Work instruction –
Nothing should appear in the answer except the lines below from the line containing "[point] at the billboard (one" through the line containing "[point] at the hanging", copied exactly, with pictures left out.

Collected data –
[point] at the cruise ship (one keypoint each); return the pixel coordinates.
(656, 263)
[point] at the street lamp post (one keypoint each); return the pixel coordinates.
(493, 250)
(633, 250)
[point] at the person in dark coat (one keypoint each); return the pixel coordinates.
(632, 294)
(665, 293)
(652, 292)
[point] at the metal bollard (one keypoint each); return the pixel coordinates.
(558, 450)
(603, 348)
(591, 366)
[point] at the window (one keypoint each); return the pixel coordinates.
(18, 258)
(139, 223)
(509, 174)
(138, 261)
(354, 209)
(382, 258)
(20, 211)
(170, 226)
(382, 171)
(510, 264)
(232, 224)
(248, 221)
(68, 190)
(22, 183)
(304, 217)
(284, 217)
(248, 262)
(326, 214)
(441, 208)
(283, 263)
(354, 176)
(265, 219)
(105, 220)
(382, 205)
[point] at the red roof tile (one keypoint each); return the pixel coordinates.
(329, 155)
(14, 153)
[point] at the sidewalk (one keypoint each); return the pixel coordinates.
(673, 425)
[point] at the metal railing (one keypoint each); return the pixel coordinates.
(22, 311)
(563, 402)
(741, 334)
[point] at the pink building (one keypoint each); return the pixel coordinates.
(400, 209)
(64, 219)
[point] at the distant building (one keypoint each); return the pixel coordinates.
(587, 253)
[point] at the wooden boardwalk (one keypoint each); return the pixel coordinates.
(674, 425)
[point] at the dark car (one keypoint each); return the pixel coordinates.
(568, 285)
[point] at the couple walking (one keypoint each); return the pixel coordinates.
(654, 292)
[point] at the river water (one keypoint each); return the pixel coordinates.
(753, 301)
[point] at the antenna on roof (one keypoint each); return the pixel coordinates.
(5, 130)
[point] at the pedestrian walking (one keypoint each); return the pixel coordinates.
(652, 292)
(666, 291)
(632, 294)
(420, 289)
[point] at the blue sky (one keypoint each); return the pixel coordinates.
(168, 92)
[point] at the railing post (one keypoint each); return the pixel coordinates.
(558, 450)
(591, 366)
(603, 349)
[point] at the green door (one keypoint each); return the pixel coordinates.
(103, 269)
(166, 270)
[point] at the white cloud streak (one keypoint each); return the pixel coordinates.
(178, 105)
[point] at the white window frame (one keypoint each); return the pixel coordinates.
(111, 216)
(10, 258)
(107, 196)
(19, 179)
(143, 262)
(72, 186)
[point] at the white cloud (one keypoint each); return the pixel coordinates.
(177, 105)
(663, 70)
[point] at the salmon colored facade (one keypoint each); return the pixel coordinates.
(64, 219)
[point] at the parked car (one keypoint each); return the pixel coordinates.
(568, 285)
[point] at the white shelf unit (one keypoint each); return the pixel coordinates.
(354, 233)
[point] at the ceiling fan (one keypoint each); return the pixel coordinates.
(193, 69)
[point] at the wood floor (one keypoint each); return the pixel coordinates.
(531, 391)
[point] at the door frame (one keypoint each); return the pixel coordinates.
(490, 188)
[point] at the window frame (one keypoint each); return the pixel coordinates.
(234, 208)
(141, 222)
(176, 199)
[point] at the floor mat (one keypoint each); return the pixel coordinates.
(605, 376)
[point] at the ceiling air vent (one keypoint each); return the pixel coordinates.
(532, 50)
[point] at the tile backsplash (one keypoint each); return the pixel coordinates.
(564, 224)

--

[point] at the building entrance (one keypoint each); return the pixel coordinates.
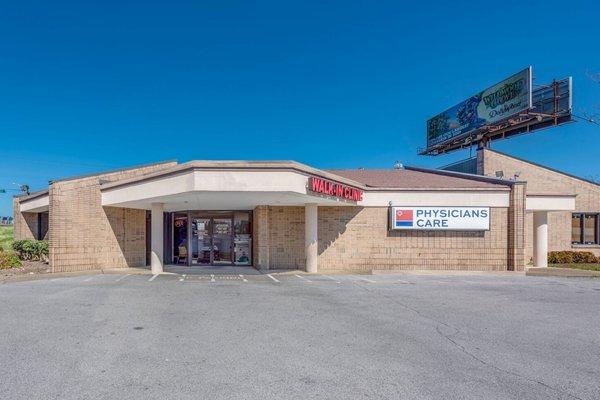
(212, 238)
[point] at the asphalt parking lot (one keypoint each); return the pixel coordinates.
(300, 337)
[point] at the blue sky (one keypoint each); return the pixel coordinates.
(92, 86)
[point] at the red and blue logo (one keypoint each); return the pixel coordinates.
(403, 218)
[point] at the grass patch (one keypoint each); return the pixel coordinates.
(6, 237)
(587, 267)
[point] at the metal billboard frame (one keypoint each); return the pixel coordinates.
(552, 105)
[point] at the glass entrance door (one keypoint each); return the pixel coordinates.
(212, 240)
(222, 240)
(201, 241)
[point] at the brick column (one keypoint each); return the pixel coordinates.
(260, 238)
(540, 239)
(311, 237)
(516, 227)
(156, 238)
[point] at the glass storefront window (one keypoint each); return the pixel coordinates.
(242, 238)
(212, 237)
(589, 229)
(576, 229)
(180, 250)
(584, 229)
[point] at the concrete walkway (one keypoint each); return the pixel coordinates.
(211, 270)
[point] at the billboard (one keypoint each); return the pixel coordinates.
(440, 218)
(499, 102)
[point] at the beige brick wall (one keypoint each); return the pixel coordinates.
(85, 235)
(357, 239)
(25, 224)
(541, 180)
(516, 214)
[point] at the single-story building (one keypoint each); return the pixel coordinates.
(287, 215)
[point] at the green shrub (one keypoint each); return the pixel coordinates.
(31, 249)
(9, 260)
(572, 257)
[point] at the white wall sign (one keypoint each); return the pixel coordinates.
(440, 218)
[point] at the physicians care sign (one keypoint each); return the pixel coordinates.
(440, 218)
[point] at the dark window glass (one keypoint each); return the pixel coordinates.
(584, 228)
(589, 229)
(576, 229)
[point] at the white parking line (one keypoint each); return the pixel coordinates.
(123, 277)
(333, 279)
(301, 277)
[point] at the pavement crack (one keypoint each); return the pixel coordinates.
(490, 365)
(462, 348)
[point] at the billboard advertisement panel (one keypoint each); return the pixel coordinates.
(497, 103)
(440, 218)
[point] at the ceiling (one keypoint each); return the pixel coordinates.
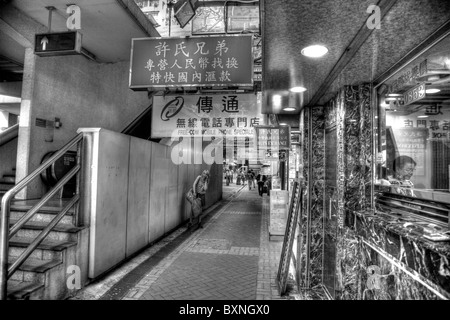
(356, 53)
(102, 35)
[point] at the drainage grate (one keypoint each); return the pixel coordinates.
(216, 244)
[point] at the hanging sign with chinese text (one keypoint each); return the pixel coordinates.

--

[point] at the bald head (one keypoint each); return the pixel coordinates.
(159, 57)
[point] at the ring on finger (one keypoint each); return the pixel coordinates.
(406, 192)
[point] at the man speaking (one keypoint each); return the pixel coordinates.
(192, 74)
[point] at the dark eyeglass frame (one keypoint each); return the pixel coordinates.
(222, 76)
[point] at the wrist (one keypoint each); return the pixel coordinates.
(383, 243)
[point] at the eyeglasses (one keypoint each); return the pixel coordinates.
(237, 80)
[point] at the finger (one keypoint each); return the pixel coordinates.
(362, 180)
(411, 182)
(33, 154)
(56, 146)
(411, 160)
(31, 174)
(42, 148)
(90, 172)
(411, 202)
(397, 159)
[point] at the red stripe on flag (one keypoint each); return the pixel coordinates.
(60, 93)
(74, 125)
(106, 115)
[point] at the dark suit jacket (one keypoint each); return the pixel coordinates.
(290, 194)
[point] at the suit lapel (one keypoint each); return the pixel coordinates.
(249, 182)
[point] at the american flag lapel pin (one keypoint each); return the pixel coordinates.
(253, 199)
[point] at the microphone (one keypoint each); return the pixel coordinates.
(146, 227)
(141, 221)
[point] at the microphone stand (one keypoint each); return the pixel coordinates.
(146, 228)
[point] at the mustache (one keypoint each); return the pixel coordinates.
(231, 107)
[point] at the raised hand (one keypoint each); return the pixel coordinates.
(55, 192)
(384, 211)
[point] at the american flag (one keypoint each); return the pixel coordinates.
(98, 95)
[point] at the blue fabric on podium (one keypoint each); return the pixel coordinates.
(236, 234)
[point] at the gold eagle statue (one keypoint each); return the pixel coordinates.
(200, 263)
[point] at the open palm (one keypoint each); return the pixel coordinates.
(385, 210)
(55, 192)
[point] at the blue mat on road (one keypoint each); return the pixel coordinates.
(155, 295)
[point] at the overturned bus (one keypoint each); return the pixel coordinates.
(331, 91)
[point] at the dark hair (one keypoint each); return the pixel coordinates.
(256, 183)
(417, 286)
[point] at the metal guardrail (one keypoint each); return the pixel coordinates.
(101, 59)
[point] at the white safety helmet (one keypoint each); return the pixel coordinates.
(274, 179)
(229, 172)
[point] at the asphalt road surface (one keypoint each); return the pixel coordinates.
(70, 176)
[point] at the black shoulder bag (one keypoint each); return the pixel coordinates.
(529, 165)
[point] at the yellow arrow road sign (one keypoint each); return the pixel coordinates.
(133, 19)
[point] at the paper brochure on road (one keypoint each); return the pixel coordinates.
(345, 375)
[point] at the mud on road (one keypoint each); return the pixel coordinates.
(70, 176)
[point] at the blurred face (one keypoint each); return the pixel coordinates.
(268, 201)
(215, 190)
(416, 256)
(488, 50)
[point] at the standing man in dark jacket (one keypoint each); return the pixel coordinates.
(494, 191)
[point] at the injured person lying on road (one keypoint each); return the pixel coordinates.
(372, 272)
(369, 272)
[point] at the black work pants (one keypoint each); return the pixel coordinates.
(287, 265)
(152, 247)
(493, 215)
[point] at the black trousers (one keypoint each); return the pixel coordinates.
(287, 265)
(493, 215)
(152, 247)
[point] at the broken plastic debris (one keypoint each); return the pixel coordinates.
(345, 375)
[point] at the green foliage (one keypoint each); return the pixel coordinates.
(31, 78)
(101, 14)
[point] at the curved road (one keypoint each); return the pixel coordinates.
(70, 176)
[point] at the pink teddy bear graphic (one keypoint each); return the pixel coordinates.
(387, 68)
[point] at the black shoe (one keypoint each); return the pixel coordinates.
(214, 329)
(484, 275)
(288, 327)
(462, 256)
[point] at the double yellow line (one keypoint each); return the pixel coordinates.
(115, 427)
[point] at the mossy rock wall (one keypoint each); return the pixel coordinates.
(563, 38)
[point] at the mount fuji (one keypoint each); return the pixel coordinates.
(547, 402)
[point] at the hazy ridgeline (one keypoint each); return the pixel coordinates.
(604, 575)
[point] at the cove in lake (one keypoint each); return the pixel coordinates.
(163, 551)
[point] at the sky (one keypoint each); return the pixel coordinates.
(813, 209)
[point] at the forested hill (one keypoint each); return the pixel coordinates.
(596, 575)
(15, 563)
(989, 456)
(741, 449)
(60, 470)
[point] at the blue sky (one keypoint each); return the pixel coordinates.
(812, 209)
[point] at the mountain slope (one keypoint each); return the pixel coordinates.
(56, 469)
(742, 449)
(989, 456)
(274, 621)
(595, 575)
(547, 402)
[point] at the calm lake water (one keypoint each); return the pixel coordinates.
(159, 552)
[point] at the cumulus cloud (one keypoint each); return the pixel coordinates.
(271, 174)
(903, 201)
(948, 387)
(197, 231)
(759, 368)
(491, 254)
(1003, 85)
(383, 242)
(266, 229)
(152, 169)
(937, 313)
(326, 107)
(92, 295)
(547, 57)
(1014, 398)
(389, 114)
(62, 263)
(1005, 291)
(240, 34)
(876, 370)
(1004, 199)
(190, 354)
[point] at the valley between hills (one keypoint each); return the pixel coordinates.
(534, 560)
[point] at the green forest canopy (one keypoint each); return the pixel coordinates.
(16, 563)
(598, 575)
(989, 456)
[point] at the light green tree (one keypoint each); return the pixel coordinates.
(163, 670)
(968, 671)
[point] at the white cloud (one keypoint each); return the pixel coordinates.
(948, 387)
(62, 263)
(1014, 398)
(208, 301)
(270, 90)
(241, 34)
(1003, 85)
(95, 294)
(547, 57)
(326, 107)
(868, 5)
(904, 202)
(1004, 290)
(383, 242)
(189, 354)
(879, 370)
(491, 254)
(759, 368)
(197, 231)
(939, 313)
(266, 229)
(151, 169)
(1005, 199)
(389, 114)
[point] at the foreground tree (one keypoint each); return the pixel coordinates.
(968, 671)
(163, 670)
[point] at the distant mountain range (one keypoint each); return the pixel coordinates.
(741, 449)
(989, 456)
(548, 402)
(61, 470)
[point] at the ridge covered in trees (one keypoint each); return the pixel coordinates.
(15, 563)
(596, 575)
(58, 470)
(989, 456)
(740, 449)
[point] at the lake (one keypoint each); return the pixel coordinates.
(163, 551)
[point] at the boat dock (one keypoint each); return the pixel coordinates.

Reply –
[point] at the billboard (one keypoint each); return the pixel coordinates.
(440, 218)
(499, 102)
[point] at the beige brick wall (one keypoint each); return the pixel coordinates.
(85, 235)
(357, 239)
(25, 224)
(541, 180)
(516, 214)
[point] at the single-story building (one keypoint each); return the pixel coordinates.
(287, 215)
[point] at the green shrub (one keypoint each); return the pixel coordinates.
(31, 249)
(9, 260)
(572, 257)
[point] at the white wall sign (one keypoint each); return the pixel coordinates.
(440, 218)
[point] at the physicians care sign (one keypoint each); return the pixel coordinates.
(440, 218)
[point] at the dark window glass (one keypoint each); return the pixel coordinates.
(584, 228)
(589, 229)
(576, 229)
[point] at the white parking line (one keypoint each); return the pixel coordinates.
(123, 277)
(333, 279)
(301, 277)
[point] at the pavement crack (one keypoint each); return the pixel coordinates.
(490, 365)
(462, 348)
[point] at the billboard advertisement panel (one keypoint each); return the pixel coordinates.
(497, 103)
(440, 218)
[point] at the ceiling (one keypoint each); return the pixel coordinates.
(356, 53)
(102, 35)
[point] at the drainage grate (one keypoint each); return the pixel coordinates.
(216, 244)
[point] at the hanging sign with chinese text (one keypoint each); return the pixel coordinates.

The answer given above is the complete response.